REQUIREMENT |
Retype all entries exactly as they stand, excluding pictures.

** Opening GIVEN INFORMATION block **

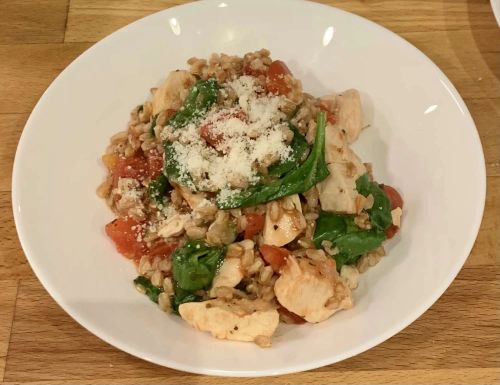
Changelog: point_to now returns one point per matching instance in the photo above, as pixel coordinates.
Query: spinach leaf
(194, 265)
(299, 180)
(300, 147)
(351, 241)
(329, 226)
(354, 244)
(380, 213)
(151, 291)
(157, 189)
(172, 169)
(201, 96)
(153, 124)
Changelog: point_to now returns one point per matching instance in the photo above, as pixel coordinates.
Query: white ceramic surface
(421, 140)
(495, 5)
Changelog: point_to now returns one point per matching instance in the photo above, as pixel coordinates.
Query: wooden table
(456, 341)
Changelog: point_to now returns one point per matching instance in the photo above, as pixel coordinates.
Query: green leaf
(151, 291)
(329, 226)
(153, 124)
(380, 213)
(157, 189)
(351, 240)
(202, 95)
(194, 265)
(299, 180)
(354, 244)
(300, 147)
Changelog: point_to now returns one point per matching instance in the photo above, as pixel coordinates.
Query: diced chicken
(193, 199)
(336, 148)
(236, 319)
(284, 221)
(348, 114)
(311, 288)
(171, 94)
(229, 275)
(338, 192)
(173, 226)
(329, 101)
(129, 198)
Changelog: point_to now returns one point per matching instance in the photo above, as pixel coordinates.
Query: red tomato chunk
(126, 233)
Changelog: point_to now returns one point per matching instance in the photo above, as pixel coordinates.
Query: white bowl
(421, 139)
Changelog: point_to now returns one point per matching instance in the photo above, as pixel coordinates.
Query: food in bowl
(240, 200)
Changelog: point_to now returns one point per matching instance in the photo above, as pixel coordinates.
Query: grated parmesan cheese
(250, 135)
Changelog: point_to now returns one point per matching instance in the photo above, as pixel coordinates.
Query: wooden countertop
(456, 341)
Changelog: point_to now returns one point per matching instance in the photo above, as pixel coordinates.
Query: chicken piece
(349, 118)
(229, 275)
(338, 192)
(284, 221)
(128, 195)
(173, 226)
(171, 94)
(311, 288)
(236, 319)
(193, 199)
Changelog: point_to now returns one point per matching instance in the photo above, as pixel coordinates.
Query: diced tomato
(126, 234)
(247, 70)
(209, 136)
(290, 317)
(276, 81)
(135, 166)
(274, 256)
(278, 68)
(213, 139)
(393, 195)
(255, 223)
(155, 163)
(163, 249)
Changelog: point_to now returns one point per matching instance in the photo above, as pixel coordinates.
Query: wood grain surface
(457, 341)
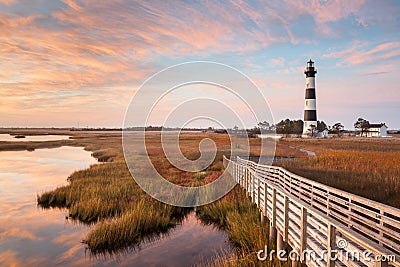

** Closing GIVEN INFORMATION block **

ANSWER BELOW |
Changelog: point_to now returns one point per matching instance in the photo above, as pixel coordinates.
Query: spinach leaf
(194, 265)
(299, 180)
(300, 147)
(351, 241)
(329, 226)
(354, 244)
(380, 213)
(151, 291)
(157, 189)
(172, 169)
(201, 96)
(153, 124)
Changelog: point_to now returns one point per matching instance in the photo above, as pixel coordinates.
Query: white ceramic surface
(421, 140)
(495, 5)
Changelog: point_to now returns one point per matching instance in the photo above, as pixel coordinates.
Query: wooden table
(456, 341)
Changelog: point_to now returns one point per matching instance in the photo above, as pixel coordinates.
Query: green leaf
(151, 291)
(329, 226)
(153, 124)
(380, 213)
(157, 189)
(351, 240)
(202, 95)
(194, 265)
(299, 180)
(354, 244)
(300, 147)
Changelog: point_to now returns one point per matching instance in the photo above, as pixel coordinates.
Query: diced chicken
(193, 199)
(336, 148)
(236, 319)
(284, 221)
(348, 114)
(311, 288)
(171, 94)
(229, 275)
(338, 192)
(173, 226)
(329, 101)
(129, 198)
Changelog: point_to now returns one point per matching instance in the photo above, as pixel coordinates.
Query: red tomato chunk
(126, 233)
Changelog: point_to now returns one point per matching instance in the photo above, as pixel coordinates.
Query: white bowl
(421, 139)
Changelog: point_to now returns one point per matching instance in the photo above, as pixel coordinates.
Query: food in bowl
(240, 200)
Changelog: point_to now returns one point per matching instance in the photo above, as pixel coordinates.
Query: grated parmesan cheese
(250, 135)
Changelog: point_to now returns one point per matching instance in the photo above, as pixel coordinates.
Query: wooden countertop
(456, 341)
Changelog: point_to now returns one point per matching instance in the photo above, as pixel coordinates.
Query: chicken piece
(349, 118)
(229, 275)
(338, 192)
(284, 221)
(128, 195)
(173, 226)
(171, 94)
(311, 288)
(236, 319)
(193, 199)
Changelog: point_to now returns one point per matching instance in the photo above, as pixel coordinates.
Query: diced tomato
(126, 234)
(247, 70)
(209, 136)
(290, 317)
(276, 81)
(135, 166)
(274, 256)
(278, 68)
(213, 139)
(393, 195)
(255, 223)
(155, 163)
(163, 249)
Changelog: point_to now returns one point per matching instance in the photo above, as pixel coordinates.
Query: wood grain surface
(457, 341)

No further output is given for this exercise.